-- Start Provided data --

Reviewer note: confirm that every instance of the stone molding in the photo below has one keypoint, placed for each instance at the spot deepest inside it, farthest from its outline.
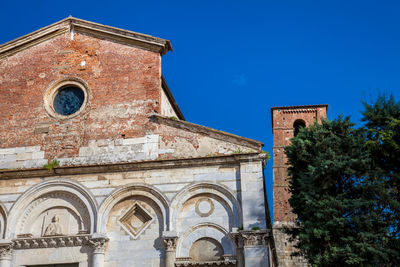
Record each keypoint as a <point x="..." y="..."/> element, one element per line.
<point x="210" y="132"/>
<point x="73" y="25"/>
<point x="186" y="261"/>
<point x="51" y="242"/>
<point x="132" y="166"/>
<point x="97" y="243"/>
<point x="56" y="187"/>
<point x="251" y="238"/>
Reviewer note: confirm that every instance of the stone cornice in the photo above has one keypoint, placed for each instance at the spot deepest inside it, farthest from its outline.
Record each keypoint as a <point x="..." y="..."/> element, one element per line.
<point x="73" y="25"/>
<point x="51" y="242"/>
<point x="251" y="238"/>
<point x="132" y="166"/>
<point x="185" y="261"/>
<point x="210" y="132"/>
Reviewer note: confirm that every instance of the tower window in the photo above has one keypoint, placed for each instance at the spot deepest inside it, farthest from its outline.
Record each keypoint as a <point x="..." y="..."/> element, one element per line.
<point x="297" y="125"/>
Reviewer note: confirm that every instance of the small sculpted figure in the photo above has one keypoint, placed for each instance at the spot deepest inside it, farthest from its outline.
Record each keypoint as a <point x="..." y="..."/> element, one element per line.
<point x="54" y="228"/>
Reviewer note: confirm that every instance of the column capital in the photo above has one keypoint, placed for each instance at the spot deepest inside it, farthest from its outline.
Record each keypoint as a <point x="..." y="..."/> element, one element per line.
<point x="6" y="249"/>
<point x="98" y="243"/>
<point x="170" y="240"/>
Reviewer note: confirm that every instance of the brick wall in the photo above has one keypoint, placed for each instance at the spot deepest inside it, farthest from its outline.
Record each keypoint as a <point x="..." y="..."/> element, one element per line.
<point x="124" y="88"/>
<point x="283" y="120"/>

-- End Provided data --

Exercise objective: Rewrite all the rows above, swapping every "keypoint" for "marker" and leaving everything else unchanged. Omit the pictures.

Worked solution:
Reviewer note: confirm that every instance of the stone molding in the photo below has one marker, placed for each instance at the spot deepest inside it, farthest from its outline.
Record each marker as a <point x="..." y="..."/> element, one element per line.
<point x="210" y="132"/>
<point x="73" y="25"/>
<point x="186" y="261"/>
<point x="51" y="242"/>
<point x="132" y="166"/>
<point x="97" y="243"/>
<point x="56" y="187"/>
<point x="251" y="238"/>
Reviewer note: confirm that every instance of the stone cornice in the photo above has one marker, placed for each instance at the spot deepest inside it, farthest from its outline.
Record each marker as a <point x="..." y="..."/> element, one element per line.
<point x="73" y="25"/>
<point x="51" y="242"/>
<point x="251" y="238"/>
<point x="132" y="166"/>
<point x="185" y="261"/>
<point x="210" y="132"/>
Reviewer note: confirm that every instance of the tower window in the photo above has one marker, placed for each instance at the spot deepest inside it, farthest from its outline.
Record each marker as a <point x="..." y="..."/> element, one element per line.
<point x="297" y="125"/>
Reviewer note: confirm that every instance of the small sculpted figure in the photo above has one marker, placed for each instance at the spot deepest inside it, farthest from its outline.
Record each marker as a <point x="..." y="..."/> element, one element per line.
<point x="54" y="228"/>
Reviewer note: confirm that every instance of the column capital in the photo above has one marker, placed for each instance at the spot deepest inside it, farthest from its outline.
Record each marker as a <point x="..." y="..."/> element, one element per line.
<point x="6" y="249"/>
<point x="98" y="243"/>
<point x="170" y="240"/>
Reviewer note: confirm that every instance of the brick wall in the photo above has one marker, placed for each instance at the spot deepest inside it, farthest from its outline.
Record each marker as a <point x="..." y="..."/> element, one element per line.
<point x="124" y="88"/>
<point x="283" y="120"/>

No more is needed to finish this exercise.